#### Task directions:
Where the records appear below, transcribe them exactly, leaving none out.

#### Task data:

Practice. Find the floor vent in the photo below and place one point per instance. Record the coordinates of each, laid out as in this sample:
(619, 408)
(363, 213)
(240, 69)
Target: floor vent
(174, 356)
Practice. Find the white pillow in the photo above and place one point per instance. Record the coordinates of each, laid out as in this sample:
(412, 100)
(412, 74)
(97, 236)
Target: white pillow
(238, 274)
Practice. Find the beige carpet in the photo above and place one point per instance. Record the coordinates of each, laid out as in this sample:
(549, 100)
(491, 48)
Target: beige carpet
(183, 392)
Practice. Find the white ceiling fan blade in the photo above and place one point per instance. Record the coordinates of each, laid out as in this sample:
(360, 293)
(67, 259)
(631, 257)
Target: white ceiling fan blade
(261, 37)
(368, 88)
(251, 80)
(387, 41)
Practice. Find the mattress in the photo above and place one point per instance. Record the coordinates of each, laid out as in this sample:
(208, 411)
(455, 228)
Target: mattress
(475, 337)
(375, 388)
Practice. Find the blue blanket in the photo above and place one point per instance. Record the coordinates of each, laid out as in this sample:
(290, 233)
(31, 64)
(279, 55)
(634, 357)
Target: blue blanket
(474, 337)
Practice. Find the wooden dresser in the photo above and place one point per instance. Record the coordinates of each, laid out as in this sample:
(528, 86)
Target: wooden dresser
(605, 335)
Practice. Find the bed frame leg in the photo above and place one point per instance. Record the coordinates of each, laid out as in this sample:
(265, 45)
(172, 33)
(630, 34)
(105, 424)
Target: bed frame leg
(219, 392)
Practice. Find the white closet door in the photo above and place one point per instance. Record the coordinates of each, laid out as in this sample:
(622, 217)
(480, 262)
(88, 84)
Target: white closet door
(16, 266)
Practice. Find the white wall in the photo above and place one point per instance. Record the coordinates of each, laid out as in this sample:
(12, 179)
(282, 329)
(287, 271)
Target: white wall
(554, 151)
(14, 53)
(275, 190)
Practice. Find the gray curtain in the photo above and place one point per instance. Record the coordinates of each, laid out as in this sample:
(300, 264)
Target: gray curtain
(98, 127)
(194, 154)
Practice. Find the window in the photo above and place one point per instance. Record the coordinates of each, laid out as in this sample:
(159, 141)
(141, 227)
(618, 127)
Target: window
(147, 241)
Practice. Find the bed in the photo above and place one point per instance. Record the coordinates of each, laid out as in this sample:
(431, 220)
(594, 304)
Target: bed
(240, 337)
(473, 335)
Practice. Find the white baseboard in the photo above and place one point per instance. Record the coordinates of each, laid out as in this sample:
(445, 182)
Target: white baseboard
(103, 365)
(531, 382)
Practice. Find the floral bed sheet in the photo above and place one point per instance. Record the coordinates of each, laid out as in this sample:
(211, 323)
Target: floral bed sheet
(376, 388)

#### Task answer:
Practice. Find the floor vent in the photo below and place one point per instance. Record the coordinates of each, laid out as in this sample:
(619, 408)
(363, 213)
(240, 69)
Target: floor vent
(174, 356)
Practice. Find the white pillow in the photo above and place one point per instance. Record the coordinates of each, laid out as in this sample:
(412, 100)
(412, 74)
(97, 236)
Target: white pillow
(238, 274)
Practice. Find the beige carpet in the photo above and place one point per instance. Record the coordinates of each, laid out as in this sample:
(549, 100)
(491, 48)
Target: beige carpet
(183, 392)
Practice. Find the white ceiling fan blade in the photo above and place one point per instance. Record the coordinates of each, laid out as in this sample:
(360, 293)
(67, 259)
(631, 257)
Target: white ceiling fan blade
(261, 37)
(368, 88)
(251, 80)
(387, 41)
Practice. Find the mattress in the photo above and place one point per instance. Record the coordinates of each, laid out as in this sample:
(208, 411)
(455, 228)
Target: mattress
(475, 337)
(375, 388)
Practice. Find the blue blanket in the photo above and place one point per instance. Record the coordinates of each, laid out as in this sample:
(290, 233)
(31, 64)
(279, 55)
(634, 357)
Target: blue blanket
(474, 337)
Practice. Find the wooden dresser in the photo above and place one point per instance. Record the coordinates of each, laid out as in this sample:
(528, 86)
Target: wooden dresser
(605, 335)
Practice. Find the bed frame leg in the photo above and place one point per instance. Record the coordinates of each, laid out as in this sample:
(265, 45)
(172, 33)
(630, 34)
(105, 424)
Target: bed frame leg
(219, 392)
Practice. Find the white closet door in the photo above and place one point per instance. Record the coordinates of each, laid out as in this sample:
(622, 217)
(480, 262)
(88, 84)
Target: white closet door
(16, 266)
Practice. Find the white wall in the photo above and place one point per instance. Record the coordinates of each, laid out as in this sample:
(12, 179)
(282, 329)
(287, 271)
Target: white wall
(554, 151)
(14, 53)
(275, 190)
Practice. Find the gray curtain in the photo above and place one point per instance. Record the coordinates of each, laid out as in this sample:
(300, 264)
Target: gray curtain
(98, 127)
(194, 154)
Practice. Find the window in the photo above and place one point per instance. Record the coordinates of each, laid out as in this sample:
(159, 141)
(141, 227)
(618, 127)
Target: window
(147, 241)
Practice. Find the bed in the photo above and place one point per instance. Record the coordinates of each, laid out as in this sample:
(431, 220)
(594, 304)
Target: bed
(240, 337)
(473, 335)
Practice. Find the white baseboard in the photo above and place one point per instance. Record the coordinates of each, laid out as in this sample:
(445, 182)
Target: white baseboard
(103, 365)
(531, 382)
Practice. Find the floral bed sheet in the photo above and place one point per instance. Record the coordinates of each, laid out as in this sample:
(211, 323)
Target: floral bed sheet
(376, 388)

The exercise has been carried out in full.